■ Exercise data
====

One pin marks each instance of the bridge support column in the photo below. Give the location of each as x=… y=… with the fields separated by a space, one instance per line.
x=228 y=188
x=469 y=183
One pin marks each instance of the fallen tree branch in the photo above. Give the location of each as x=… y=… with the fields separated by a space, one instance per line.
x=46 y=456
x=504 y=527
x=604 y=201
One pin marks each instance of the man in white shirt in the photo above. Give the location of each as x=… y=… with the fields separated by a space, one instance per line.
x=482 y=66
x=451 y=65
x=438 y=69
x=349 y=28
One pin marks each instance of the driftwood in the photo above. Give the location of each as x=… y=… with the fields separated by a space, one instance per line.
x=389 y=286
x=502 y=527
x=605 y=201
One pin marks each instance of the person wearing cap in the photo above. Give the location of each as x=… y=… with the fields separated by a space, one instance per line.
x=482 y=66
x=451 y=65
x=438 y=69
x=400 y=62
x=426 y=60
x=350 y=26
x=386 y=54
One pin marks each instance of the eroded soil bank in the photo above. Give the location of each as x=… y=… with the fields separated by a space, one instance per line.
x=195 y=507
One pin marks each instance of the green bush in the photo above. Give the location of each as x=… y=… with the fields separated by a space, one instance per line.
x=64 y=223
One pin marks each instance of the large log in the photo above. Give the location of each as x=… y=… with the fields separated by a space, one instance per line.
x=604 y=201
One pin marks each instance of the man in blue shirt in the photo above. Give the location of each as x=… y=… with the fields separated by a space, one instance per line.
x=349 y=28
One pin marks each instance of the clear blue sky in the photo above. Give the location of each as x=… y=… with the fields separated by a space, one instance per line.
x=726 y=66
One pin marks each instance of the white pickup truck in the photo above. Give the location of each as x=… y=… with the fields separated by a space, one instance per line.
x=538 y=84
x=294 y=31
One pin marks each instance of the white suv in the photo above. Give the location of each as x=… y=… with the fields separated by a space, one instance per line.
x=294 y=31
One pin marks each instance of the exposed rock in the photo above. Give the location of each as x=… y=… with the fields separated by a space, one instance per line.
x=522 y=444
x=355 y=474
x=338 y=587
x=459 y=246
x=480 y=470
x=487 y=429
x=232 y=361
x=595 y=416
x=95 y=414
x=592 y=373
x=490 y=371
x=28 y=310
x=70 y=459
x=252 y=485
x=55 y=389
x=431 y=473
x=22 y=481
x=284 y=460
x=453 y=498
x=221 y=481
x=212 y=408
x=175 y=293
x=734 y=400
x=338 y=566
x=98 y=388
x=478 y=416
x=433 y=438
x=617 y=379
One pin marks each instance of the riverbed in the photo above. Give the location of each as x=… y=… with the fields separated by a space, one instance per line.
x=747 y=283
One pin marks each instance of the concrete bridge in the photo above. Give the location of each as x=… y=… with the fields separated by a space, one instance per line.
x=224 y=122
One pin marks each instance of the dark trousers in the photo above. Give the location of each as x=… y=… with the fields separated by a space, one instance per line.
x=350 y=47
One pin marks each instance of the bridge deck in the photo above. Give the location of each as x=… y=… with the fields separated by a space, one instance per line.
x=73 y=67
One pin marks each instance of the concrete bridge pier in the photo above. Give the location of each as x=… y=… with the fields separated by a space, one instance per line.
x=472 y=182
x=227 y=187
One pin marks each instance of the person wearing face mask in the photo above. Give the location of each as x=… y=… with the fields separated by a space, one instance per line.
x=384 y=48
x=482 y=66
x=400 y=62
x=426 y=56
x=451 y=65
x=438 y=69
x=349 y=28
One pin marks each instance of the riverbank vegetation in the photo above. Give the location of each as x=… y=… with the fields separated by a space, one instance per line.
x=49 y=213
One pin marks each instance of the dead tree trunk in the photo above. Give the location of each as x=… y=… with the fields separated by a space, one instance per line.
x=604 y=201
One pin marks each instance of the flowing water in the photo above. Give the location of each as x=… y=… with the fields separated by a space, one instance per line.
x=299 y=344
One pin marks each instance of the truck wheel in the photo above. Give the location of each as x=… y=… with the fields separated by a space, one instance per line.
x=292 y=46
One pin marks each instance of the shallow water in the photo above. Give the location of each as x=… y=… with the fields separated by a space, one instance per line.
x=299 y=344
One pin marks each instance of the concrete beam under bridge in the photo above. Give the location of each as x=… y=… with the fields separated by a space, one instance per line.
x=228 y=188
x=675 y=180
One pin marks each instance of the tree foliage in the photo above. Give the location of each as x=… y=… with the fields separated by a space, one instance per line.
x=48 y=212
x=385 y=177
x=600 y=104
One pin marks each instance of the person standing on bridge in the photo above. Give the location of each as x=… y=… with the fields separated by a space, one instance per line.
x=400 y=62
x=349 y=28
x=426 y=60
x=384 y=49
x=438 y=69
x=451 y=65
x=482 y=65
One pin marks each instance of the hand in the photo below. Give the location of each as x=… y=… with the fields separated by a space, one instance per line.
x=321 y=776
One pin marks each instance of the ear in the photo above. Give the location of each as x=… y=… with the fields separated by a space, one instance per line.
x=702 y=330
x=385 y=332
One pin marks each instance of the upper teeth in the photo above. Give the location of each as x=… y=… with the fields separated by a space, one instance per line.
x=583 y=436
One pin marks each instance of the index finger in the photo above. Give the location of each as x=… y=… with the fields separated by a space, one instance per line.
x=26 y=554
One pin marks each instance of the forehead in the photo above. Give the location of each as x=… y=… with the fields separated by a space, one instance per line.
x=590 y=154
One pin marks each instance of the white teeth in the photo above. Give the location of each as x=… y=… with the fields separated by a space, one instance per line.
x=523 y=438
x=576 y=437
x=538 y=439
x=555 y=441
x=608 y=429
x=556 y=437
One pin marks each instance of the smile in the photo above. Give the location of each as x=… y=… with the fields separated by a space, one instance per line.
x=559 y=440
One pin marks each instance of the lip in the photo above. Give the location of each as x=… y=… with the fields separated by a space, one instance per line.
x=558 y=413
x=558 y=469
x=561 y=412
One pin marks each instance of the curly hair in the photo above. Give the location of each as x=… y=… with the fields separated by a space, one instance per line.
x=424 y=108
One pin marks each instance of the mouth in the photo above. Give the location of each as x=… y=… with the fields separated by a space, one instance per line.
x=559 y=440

====

■ Exercise details
All records shown above are to be repeated exactly.

■ Result of the task
One pin marks each instance of the bridge support column in the photo below. Give the location of each as x=… y=… with the fields separated by a space, one instance per line.
x=228 y=188
x=469 y=183
One pin marks each instance of the fallen tree branch in the photo above. Give the location of each as x=… y=… with the fields separated by a space, one instance per line.
x=46 y=456
x=504 y=527
x=604 y=201
One pin marks each instance of the man in white shirt in the photo above. Give the location of each as x=… y=… with the fields separated by a space, one instance per line.
x=482 y=66
x=451 y=65
x=438 y=69
x=349 y=28
One pin marks each instance of the driftwood in the photo above. Give the location of each as x=… y=… with the fields separated by a space, one instance per line.
x=389 y=286
x=502 y=527
x=605 y=201
One pin marks each instance of the person wearing cap in the photo above. Give the location of each as x=… y=… with the fields separated by a space, one instance per line.
x=482 y=66
x=451 y=65
x=438 y=69
x=400 y=62
x=426 y=60
x=350 y=26
x=386 y=54
One pin marks each instance of the eroded soil bank in the photo above. Give the location of each as x=… y=… with the fields separated by a space, one instance per line.
x=195 y=507
One pin marks each instance of the green bush in the photo above. Give the location of each as x=… y=… with the fields separated by a space, one instance per line.
x=64 y=223
One pin marks each instance of the large log in the photo above. Give the location of each as x=… y=… with the fields separated by a space, one instance per line.
x=604 y=201
One pin marks each instance of the man in blue shirt in the photo above. Give the location of each as x=… y=… with the fields separated by a space, one instance per line.
x=349 y=28
One pin marks each instance of the clear blue sky in the photo above. Give the location of each as x=… y=… with the fields separated by a space, one instance per line.
x=726 y=66
One pin marks each instance of the white pickup truck in the photo above. Give the location of each as x=… y=… with the fields separated by a space, one instance per line.
x=538 y=84
x=294 y=31
One pin marks each instance of the white suv in the photo above. Give the location of each as x=… y=… with the fields separated by a space, one instance per line.
x=294 y=31
One pin marks each instance of the exposed rock in the photo above. Give the location of each as x=… y=… with the fields separated by a space, one instance per line.
x=522 y=444
x=355 y=474
x=338 y=587
x=459 y=246
x=480 y=470
x=487 y=429
x=232 y=361
x=595 y=416
x=95 y=414
x=592 y=373
x=490 y=371
x=28 y=310
x=70 y=459
x=252 y=485
x=55 y=389
x=431 y=473
x=22 y=481
x=284 y=460
x=453 y=498
x=221 y=481
x=212 y=408
x=175 y=293
x=734 y=400
x=338 y=566
x=98 y=388
x=478 y=416
x=433 y=438
x=617 y=379
One pin marks each instance of the riverbed in the photo above. Give the location of each as x=… y=… with the fields separated by a space, one instance per line.
x=747 y=283
One pin marks each instance of the concrete bridge in the photo above. Give the location of each as x=… y=… with the fields separated by a space, one instance per line.
x=224 y=122
One pin marks each instance of the dark trousers in the photo above. Give the location of each as x=… y=… with the fields separated by a space, one instance per line.
x=350 y=47
One pin marks each instance of the bridge deck in the photo above. Give the location of each as x=… y=… with the fields separated by a space, one instance per line.
x=73 y=67
One pin marks each instance of the concrete bridge pier in the photo above. Give the location of each as x=… y=… with the fields separated by a space, one instance per line.
x=472 y=182
x=227 y=187
One pin marks each instance of the person wearing face mask in the photo above. Give the location of each as x=… y=… with the fields separated by a space, one instance per line.
x=384 y=48
x=482 y=66
x=400 y=62
x=426 y=56
x=451 y=65
x=438 y=69
x=349 y=28
One pin marks each instance of the riverbank vegetation in the photo above. Give the location of each as x=… y=… with the fields separated by a space, one instance per line.
x=49 y=213
One pin marks each instance of the dead tree trunk in the photo above. Give the location of each as x=… y=… with the fields separated by a space, one instance per line.
x=604 y=201
One pin marks each instance of the flowing water in the photo above. Give the location of each as x=… y=… with the fields separated by a space, one instance per line.
x=299 y=344
One pin marks each instance of the truck wheel in the photo above. Give the location of each as x=… y=… with the fields separated by a space, one instance per line.
x=292 y=46
One pin marks each instance of the shallow water in the photo above. Give the location of each as x=… y=… with the fields separated by a space, one instance per line.
x=299 y=344
One pin marks each instance of the concrete beam under bridge in the photo above. Give the location of each as x=… y=… with the fields separated by a space, one instance per line.
x=228 y=188
x=675 y=180
One pin marks each instance of the tree foliage in the photo above. Give the location of each as x=… y=… with the fields separated by a space, one instance per line.
x=48 y=212
x=385 y=177
x=600 y=104
One pin marks each instance of the person standing on bridge in the photo above. Give the location of each as x=… y=… with the fields separated by a space, one instance per line.
x=400 y=62
x=349 y=28
x=426 y=60
x=384 y=49
x=438 y=69
x=451 y=65
x=482 y=65
One pin marks each instance of the hand in the photo below. Give the location of each as x=… y=… with the fields separated by a space, one instance per line.
x=321 y=776
One pin marks each instance of the ear in the photo above. Give the location of each as x=… y=… with the fields separated by a space, one instance per line.
x=702 y=330
x=385 y=332
One pin marks each instance of the upper teeth in the photo above. Give the location of each as x=… y=… with the fields separated by a space, one instance per line.
x=583 y=436
One pin marks each instance of the index finger in the photo above. Give the location of each as x=… y=… with the fields separated by a space, one instance per line.
x=26 y=554
One pin marks each instance of the forehead in the photo above. Give the location of each as x=… y=… with the fields separated by a space, one instance per line.
x=590 y=154
One pin marks each instance of the white teeth in the photo above. Give the location of each as x=… y=… with the fields separated by a space, one instance per line.
x=523 y=438
x=576 y=437
x=538 y=439
x=555 y=441
x=608 y=429
x=556 y=437
One pin marks each instance of the smile in the photo above. Give the location of each as x=… y=… with the fields separated by a space, one instance per line.
x=559 y=440
One pin marks each instance of the lip in the photo above. Give the location of each as x=… y=… with the fields separated by a space, one instance per line.
x=558 y=413
x=558 y=469
x=561 y=412
One pin marks each instance of the curly hair in the photo above. Give the location of each as x=… y=… with the fields separated by a space, one instance per line.
x=424 y=108
One pin marks each instance of the mouth in the photo above. Give the location of each as x=… y=… with the fields separated by a space, one instance per line.
x=559 y=440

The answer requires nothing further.